» Исходный текст
- - -

Дрова в печке догорели. Большие, раскалённые до бела угли, над которыми плясали голубые язычки пламени, Николай Фёдорович Казмерчук привычно разбил кочергой, освободил впереди место и поставил чугунок с картофелем, огрёбши его крутые бока.
Он всегда любил смотреть на огонь: на рыбалке с ночёвкой у Избыньского озера, мягкой тихой осенью на опушке леса, когда с полной корзинкой грибов садился перекусить и разводил костерок. Но всё-таки больше любит лес, который для жителей деревни Избынь всегда был вторым домом: он щедро отдавал свои дары, топливо на зиму, а в лихое время фашистской оккупации надёжно прятал от карателей.

- - -

» Фрагмент набора данных
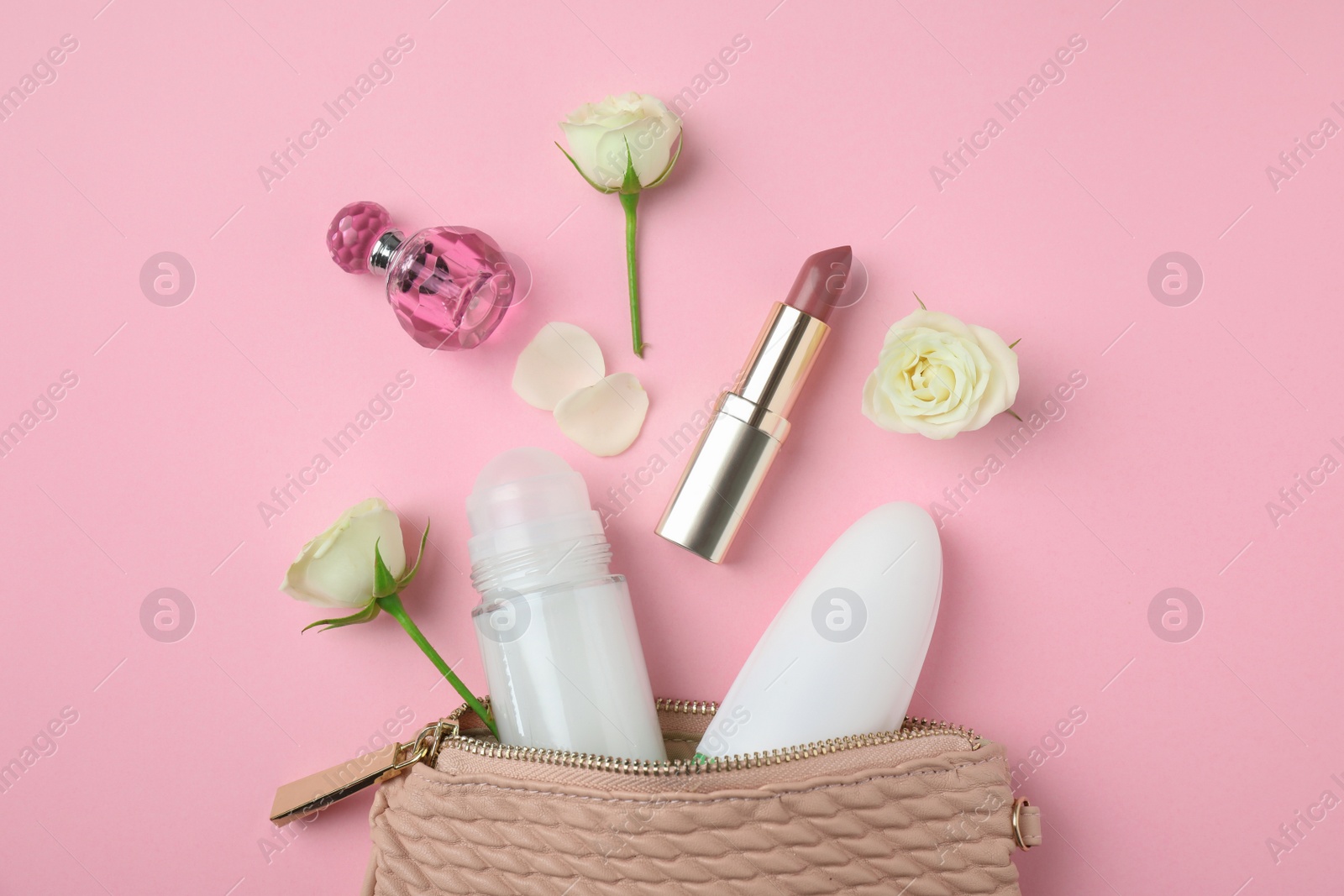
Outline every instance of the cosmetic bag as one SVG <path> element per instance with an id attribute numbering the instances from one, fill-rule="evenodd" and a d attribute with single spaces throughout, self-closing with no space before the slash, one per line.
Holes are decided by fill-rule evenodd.
<path id="1" fill-rule="evenodd" d="M 504 747 L 462 707 L 379 789 L 364 896 L 1019 892 L 1040 815 L 1001 746 L 906 719 L 692 762 L 715 711 L 660 700 L 669 762 L 650 763 Z"/>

- - -

Повторите дословно часть исходного текста: всё от слов «Дрова в печке» и дальше вниз до слов «прятал от карателей.» включительно.

Дрова в печке догорели. Большие, раскалённые до бела угли, над которыми плясали голубые язычки пламени, Николай Фёдорович Казмерчук привычно разбил кочергой, освободил впереди место и поставил чугунок с картофелем, огрёбши его крутые бока.
Он всегда любил смотреть на огонь: на рыбалке с ночёвкой у Избыньского озера, мягкой тихой осенью на опушке леса, когда с полной корзинкой грибов садился перекусить и разводил костерок. Но всё-таки больше любит лес, который для жителей деревни Избынь всегда был вторым домом: он щедро отдавал свои дары, топливо на зиму, а в лихое время фашистской оккупации надёжно прятал от карателей.